_Input rows_
[Begin]

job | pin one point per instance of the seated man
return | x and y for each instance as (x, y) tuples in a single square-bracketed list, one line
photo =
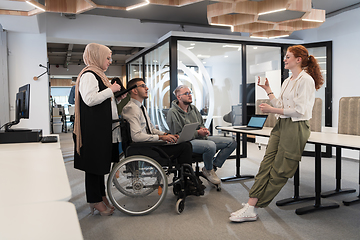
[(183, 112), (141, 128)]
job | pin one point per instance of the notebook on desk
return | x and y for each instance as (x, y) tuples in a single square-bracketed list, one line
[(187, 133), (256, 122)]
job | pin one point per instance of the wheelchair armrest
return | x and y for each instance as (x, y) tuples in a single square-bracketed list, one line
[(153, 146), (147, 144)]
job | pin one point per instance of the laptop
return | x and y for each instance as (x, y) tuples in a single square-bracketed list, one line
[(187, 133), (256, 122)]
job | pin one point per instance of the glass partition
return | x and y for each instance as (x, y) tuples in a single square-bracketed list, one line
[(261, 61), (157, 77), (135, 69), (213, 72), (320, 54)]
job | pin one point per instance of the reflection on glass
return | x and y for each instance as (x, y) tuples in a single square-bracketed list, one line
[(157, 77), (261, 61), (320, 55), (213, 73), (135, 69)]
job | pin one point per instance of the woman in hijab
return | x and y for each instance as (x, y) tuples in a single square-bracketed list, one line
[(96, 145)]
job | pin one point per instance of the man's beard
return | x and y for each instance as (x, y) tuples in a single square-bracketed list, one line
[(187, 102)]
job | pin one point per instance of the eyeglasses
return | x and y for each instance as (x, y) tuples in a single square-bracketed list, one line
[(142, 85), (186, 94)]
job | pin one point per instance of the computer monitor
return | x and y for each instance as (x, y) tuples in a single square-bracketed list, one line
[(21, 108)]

[End]
[Begin]

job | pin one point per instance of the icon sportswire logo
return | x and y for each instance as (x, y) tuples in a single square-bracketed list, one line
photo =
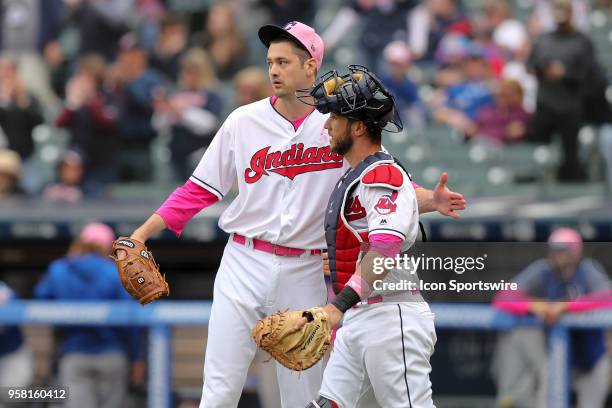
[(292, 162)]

[End]
[Begin]

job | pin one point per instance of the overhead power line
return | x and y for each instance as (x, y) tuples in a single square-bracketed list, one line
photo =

[End]

_Task objective_
Copy the records from the line containing "job | pin one point per instance of the seated" through the line containing "[(21, 108)]", swapping each "tuples" for "pairs" and keeping everything else the same. Leave the pictures out.

_Exercise solution_
job | pin one point per instance of the seated man
return | x and y for each instance as (x, y) pairs in a single square-bracketed list, one line
photo =
[(183, 112), (141, 128)]
job | pin one point per instance of the notebook on desk
return | x and y for each instance as (x, y) pairs in a single square-bracketed list, one line
[(187, 133), (256, 122)]
job | pin one point per instance of the wheelchair armrest
return | x and y for each instance as (x, y) pairs in a single square-bracketed list, one line
[(153, 146), (147, 144)]
job | pin one point per instance of the laptop
return | x and y for each instance as (x, y) pairs in a single square-bracketed list, one line
[(187, 133), (256, 122)]
job | pin one point per instance of the glass partition
return | x and y for each instance as (x, y) pairs in a single square-bracketed list, one line
[(261, 61), (157, 77), (135, 69), (213, 72), (320, 54)]
job | pin one point per instance of the reflection on glass
return | x and y for each instance as (x, y) pairs in a single square-bracketed list, one line
[(157, 77), (261, 61), (320, 55), (213, 73), (135, 69)]
job | pin one point per instance of the woman in hijab
return | x and y for each instance as (x, y) pairs in a single square-bracketed list, one line
[(96, 145)]
job | pin one point per instance of the man's beard
return | x and y for each instance as (x, y) pairs in a single square-bracketed list, one line
[(187, 102)]
job | pin one point per instance of the eyeglasses
return | x and y for each instance as (x, y) pairs in a single square-bracketed list, one line
[(142, 85), (186, 94)]
job | pin one point per instance of the computer monitor
return | x and y for each instance as (x, y) pairs in a single square-bracketed list, one line
[(21, 108)]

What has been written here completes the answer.